* BEGIN Text extract *

Investing In Residential Property

Where do I cash out?
In a previous post I discussed residential house price growth in South Africa. It came in at a whisker above inflation, but as you know that is only one part of the returns generated by property - we also need to consider Rental Income. So with this in mind maybe Residential Property is a good investment? Let's check it out...

In short, I view the returns of a Residential Property (Buy To Let) investment as follows:
  • A capital appreciation part, which is the increase in the value of the property
  • A rental income part, which is what tenants would pay you every month
  • Less expenses 
I will first look at an investment scenario where the property was paid for 100% in cash. (Don't we all wish we could be in this situation....)

Capital Appreciation

So looking at the capital appreciation part first. With reference to the post I did on House Price Growth in South Africa I will assume real house price growth of 0.6%. This is a tiny bit above inflation, and the capital appreciation part, on it's own, does not make for a particularly good investment....at all!

Rental Income

But of course the capital appreciation part is only half the story. The other return you get from a BTL (Buy To Let) property investment is rental income. I have two points of reference with regards to rental income. Firstly we have an apartment in Sandton which we are currently renting out, and secondly when we moved to Centurion we became tenants and rented a townhouse. (We have since been in discussions with the owners of the property and they are selling us the townhouse - transfer expected around August and now officially known as Stealthville).

Our apartment in Sandton is currently worth around R1.1 million (according to the highly scientific method of checking similar places on Property 24). We still owe quite a bit on the mortgage, but we are currently renting it out for R8200/month. That works out to a yield of about 0.75%/month or around 9% per year.

Before buying our townhouse in Centurion, we were renting it from the owners for R8500/month. The sale price of the townhouse was R1.12 million. So this means the rental yield on it is around 0.76%/month or around 9.1% per year.

* END Text extract *
* BEGIN Data excerpt *

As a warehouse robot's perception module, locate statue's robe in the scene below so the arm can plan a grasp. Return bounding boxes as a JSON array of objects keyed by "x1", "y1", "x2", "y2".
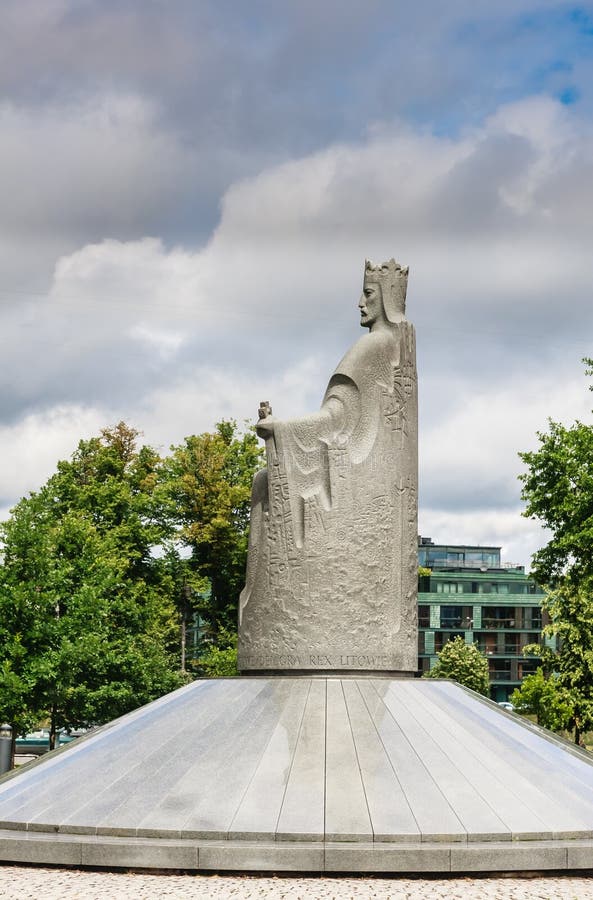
[{"x1": 239, "y1": 319, "x2": 418, "y2": 672}]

* END Data excerpt *

Exercises to complete:
1) Decide whether each statement below agrees with the residential property text, answering yes or no and quoting the deciding words from the text. (a) The Sandton apartment is rented out for R8200 a month. (b) The first investment scenario considered is a property bought with a mortgage. (c) The townhouse in Centurion sold for R1.12 million.
2) Repeat the passage of the residential property text that begins at the words "In short, I" and stops after the words "in this situation....)".

Final results:
1)
(a) Yes: "we are currently renting it out for R8200/month"
(b) No: "I will first look at an investment scenario where the property was paid for 100% in cash."
(c) Yes: "The sale price of the townhouse was R1.12 million."

2)
In short, I view the returns of a Residential Property (Buy To Let) investment as follows:
  • A capital appreciation part, which is the increase in the value of the property
  • A rental income part, which is what tenants would pay you every month
  • Less expenses 
I will first look at an investment scenario where the property was paid for 100% in cash. (Don't we all wish we could be in this situation....)